Rescale the lines starting at the one containing "Tag the metal" and ending at the one containing "[(198, 366), (140, 364)]", writing them all out again with requests included. Multiply each pin coordinate in the answers by 0.95 and round to whole numbers, halves up, leaving the requests and their format samples unchanged.

[Excerpts of location labeling data]
========

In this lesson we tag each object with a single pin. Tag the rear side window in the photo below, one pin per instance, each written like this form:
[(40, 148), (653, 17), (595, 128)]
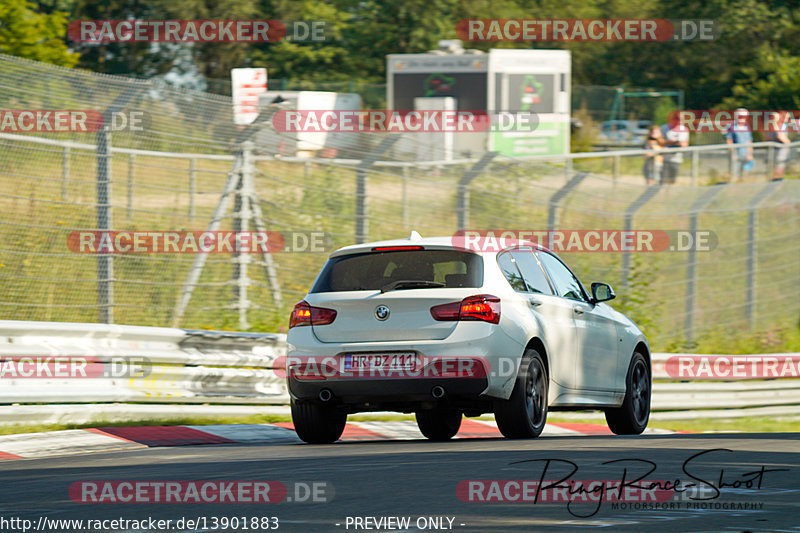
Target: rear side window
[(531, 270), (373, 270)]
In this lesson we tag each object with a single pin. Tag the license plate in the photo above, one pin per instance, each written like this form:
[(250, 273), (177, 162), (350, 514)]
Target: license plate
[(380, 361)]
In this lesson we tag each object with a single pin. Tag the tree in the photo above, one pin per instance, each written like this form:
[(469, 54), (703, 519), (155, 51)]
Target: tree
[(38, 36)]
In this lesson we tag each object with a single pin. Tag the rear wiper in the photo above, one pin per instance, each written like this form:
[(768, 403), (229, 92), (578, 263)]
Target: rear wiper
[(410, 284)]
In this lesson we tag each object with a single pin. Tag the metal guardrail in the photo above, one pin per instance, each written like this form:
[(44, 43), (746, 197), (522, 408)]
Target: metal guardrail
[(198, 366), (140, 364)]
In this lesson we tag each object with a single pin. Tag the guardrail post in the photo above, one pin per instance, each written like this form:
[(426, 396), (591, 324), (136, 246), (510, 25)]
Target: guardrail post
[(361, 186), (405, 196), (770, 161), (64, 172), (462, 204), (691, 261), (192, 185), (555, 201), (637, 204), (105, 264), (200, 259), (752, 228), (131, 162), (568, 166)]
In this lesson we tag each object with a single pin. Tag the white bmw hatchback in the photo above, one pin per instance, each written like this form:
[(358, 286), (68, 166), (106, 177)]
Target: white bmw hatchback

========

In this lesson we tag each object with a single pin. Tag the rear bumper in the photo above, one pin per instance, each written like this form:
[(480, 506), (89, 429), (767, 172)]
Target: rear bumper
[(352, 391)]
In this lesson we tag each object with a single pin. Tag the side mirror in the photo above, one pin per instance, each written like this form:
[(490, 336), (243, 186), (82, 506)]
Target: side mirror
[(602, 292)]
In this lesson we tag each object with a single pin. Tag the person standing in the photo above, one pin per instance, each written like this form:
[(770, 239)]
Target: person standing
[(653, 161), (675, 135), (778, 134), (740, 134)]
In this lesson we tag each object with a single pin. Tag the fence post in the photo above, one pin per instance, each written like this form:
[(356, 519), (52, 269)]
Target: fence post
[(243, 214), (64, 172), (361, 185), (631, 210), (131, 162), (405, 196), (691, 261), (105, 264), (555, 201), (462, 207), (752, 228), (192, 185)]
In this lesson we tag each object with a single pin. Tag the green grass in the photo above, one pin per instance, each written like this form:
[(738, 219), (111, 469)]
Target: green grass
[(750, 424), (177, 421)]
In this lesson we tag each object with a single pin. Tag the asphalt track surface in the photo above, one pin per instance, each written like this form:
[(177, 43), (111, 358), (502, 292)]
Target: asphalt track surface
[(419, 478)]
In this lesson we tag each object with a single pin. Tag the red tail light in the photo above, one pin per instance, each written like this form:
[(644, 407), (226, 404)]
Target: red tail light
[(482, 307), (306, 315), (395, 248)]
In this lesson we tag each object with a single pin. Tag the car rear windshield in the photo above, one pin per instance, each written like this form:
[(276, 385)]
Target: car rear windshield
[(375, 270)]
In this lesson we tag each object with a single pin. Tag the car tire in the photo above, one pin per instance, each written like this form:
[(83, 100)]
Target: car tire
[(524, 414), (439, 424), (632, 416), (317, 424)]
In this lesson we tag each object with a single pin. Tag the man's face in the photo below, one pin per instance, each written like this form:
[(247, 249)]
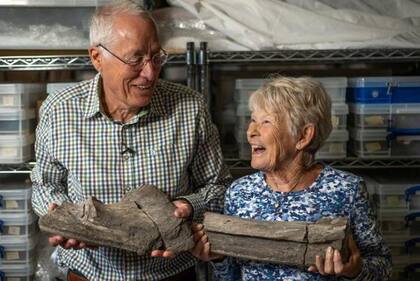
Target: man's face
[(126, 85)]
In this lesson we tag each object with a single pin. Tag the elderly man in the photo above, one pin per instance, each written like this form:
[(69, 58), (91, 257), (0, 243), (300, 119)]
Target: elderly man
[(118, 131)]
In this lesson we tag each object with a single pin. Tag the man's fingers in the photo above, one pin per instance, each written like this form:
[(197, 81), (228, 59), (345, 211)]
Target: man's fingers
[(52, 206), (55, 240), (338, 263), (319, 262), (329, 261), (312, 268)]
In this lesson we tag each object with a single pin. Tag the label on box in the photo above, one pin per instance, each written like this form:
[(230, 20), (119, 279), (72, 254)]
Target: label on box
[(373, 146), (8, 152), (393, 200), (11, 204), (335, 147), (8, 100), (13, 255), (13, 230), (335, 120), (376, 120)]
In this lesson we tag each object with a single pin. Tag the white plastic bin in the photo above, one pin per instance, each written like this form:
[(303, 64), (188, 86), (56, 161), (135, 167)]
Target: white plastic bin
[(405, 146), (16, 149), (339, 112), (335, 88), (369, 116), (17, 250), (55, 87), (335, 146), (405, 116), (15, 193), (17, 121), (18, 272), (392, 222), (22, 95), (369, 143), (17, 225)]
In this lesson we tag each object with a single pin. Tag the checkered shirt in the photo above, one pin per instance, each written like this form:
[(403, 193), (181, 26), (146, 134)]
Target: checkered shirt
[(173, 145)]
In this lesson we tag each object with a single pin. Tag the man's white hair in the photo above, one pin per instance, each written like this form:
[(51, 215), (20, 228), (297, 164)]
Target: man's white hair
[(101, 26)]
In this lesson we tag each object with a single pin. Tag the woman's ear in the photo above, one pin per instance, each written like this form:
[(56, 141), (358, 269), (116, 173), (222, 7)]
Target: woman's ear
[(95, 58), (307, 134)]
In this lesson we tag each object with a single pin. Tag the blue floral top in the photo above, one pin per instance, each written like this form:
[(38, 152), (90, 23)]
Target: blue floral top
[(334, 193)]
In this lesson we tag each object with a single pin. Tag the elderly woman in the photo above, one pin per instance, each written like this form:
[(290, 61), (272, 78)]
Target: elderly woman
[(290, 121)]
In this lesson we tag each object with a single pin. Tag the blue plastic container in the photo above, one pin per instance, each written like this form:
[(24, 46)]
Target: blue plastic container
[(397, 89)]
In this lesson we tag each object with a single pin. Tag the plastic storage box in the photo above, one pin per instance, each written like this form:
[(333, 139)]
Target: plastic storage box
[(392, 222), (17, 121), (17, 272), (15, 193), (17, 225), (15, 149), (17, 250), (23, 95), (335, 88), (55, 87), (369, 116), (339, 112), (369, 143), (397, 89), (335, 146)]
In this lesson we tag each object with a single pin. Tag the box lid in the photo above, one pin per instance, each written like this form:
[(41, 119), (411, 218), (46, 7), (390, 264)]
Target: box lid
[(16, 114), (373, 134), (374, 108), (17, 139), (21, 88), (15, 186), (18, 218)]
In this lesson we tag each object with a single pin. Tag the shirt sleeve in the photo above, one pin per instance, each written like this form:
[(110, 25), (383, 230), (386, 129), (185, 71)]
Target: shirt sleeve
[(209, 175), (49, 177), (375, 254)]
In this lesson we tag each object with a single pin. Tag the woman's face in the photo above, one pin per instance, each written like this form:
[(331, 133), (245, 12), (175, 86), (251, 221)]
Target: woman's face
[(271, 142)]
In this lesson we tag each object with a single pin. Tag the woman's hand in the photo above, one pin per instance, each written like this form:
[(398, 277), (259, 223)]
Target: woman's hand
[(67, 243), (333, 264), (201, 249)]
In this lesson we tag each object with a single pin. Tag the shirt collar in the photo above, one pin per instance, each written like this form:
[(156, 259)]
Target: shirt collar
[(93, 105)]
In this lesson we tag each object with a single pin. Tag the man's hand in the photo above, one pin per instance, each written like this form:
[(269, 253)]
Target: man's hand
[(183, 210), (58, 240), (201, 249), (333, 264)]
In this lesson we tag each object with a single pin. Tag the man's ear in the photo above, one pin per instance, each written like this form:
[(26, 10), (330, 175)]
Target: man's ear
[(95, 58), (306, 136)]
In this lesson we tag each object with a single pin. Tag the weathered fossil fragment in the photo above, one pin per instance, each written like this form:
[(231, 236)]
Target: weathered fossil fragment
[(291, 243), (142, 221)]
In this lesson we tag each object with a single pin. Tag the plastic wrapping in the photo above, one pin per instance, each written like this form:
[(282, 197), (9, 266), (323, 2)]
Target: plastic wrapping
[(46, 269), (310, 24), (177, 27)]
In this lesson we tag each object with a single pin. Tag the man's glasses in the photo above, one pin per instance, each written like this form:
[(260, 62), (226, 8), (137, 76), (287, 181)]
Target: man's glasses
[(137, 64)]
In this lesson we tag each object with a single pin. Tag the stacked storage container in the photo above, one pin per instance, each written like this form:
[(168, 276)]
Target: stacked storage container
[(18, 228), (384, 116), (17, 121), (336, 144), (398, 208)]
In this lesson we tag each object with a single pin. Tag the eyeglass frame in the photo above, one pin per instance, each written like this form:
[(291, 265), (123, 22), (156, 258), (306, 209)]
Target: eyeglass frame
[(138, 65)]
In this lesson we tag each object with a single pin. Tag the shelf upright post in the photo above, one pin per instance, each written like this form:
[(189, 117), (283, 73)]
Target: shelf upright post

========

** EXERCISE SOLUTION **
In this lesson we tag each object with a single pin. Tag the metal guardrail in the photo above, one pin per instance, each written like this form:
[(44, 43), (746, 197), (522, 408)]
Target: metal guardrail
[(188, 348), (133, 346)]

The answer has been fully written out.